▸ Records supplied:

____

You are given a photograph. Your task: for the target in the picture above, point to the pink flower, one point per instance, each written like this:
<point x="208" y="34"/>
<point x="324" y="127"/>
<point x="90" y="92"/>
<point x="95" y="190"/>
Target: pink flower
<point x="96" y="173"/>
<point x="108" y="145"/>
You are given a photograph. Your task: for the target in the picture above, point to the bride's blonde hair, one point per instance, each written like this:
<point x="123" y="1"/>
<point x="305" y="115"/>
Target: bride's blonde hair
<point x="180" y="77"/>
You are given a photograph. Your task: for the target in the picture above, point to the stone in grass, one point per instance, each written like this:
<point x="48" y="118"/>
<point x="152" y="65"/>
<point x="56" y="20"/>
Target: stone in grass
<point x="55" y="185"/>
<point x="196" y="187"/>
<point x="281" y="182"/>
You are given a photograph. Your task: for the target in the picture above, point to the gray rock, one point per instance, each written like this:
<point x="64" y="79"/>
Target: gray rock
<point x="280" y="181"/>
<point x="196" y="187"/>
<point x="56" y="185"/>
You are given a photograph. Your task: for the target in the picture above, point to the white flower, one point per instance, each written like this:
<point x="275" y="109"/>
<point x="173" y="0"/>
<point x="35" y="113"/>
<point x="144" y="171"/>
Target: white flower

____

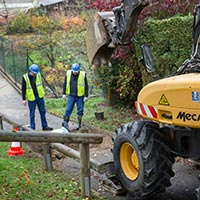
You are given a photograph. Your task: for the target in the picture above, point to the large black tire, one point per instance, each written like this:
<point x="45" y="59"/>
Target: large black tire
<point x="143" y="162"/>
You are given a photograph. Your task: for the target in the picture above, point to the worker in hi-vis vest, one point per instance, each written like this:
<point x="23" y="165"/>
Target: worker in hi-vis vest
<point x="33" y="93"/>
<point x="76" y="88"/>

____

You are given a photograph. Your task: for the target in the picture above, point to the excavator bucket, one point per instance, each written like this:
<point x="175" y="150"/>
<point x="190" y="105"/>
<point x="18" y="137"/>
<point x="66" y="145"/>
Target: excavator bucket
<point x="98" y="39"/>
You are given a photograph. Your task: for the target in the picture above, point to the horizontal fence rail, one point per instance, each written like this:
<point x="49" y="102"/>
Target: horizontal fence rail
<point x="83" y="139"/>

____

Rewrite the data starting at the line that contains "to the white" and ending with the line that contains "Target: white flower", swapping every "white flower" for "daisy" and leaving all else as it is.

You are given a photograph. Your task: for the target in the picture above, point to the daisy, one point per instance, each written like this:
<point x="275" y="109"/>
<point x="173" y="0"/>
<point x="35" y="113"/>
<point x="144" y="171"/>
Target: daisy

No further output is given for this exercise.